_DIRECTIONS FOR THIS TASK_
Locate each line in the material below that contains the word "windshield" and copy those lines.
<<<<
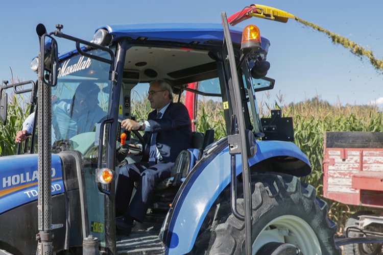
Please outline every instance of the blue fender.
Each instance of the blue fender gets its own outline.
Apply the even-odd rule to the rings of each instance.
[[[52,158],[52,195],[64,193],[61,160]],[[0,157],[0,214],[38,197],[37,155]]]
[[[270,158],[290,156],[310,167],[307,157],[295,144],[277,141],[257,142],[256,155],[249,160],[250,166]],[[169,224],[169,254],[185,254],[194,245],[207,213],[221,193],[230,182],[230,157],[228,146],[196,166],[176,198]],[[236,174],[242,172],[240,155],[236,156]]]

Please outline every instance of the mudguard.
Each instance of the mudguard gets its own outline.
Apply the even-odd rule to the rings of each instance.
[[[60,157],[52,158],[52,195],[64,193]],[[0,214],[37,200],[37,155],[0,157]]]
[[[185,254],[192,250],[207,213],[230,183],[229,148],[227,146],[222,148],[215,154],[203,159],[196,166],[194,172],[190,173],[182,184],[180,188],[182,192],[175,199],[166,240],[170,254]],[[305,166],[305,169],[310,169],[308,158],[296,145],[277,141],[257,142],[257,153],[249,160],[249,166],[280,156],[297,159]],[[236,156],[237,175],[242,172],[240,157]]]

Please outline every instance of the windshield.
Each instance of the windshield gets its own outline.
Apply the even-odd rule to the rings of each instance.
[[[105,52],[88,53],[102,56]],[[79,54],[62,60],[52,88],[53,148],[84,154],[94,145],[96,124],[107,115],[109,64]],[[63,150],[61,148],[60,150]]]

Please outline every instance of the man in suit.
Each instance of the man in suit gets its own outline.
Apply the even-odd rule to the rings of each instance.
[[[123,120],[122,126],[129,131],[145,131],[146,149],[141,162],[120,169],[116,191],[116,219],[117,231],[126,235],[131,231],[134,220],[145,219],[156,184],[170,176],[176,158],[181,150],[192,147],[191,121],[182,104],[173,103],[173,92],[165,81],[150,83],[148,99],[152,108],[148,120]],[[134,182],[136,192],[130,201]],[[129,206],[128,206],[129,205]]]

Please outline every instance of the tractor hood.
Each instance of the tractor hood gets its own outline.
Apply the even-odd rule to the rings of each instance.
>>>>
<<<<
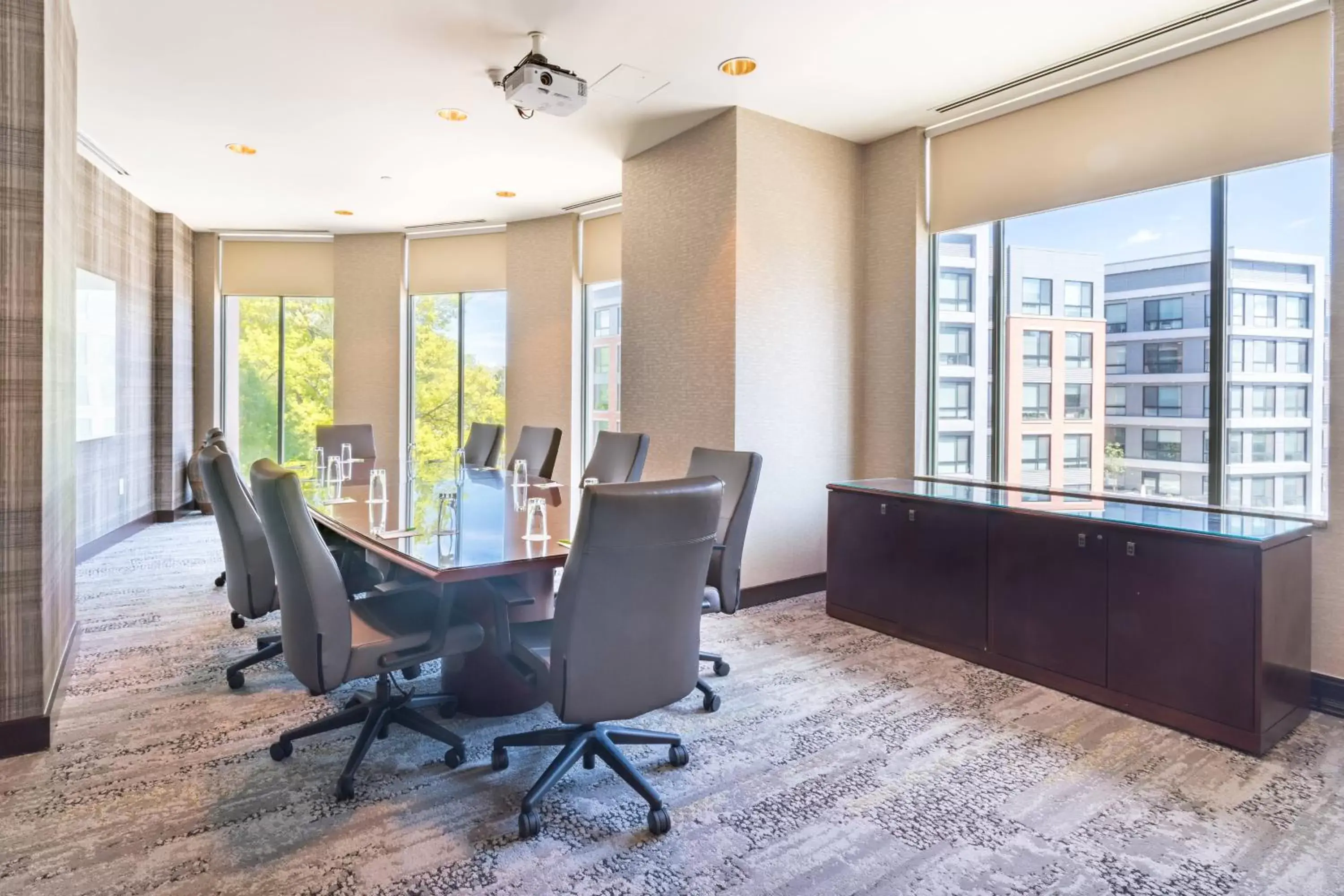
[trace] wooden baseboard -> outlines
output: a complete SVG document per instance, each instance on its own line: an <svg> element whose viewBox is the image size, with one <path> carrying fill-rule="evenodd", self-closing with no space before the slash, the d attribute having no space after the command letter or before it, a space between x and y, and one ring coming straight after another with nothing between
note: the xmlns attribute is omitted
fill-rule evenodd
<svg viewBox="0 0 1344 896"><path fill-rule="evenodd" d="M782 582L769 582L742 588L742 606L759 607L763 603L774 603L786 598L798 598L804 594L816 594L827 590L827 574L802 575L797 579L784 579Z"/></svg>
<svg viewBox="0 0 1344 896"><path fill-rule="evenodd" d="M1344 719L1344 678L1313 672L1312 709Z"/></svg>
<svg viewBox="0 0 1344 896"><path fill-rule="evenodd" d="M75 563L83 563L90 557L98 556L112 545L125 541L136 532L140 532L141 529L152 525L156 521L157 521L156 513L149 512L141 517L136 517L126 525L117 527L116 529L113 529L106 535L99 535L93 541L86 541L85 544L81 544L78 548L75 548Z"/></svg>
>>>>
_FULL ANSWER_
Please outline every instance of the windshield.
Each instance of the windshield gets its own outline.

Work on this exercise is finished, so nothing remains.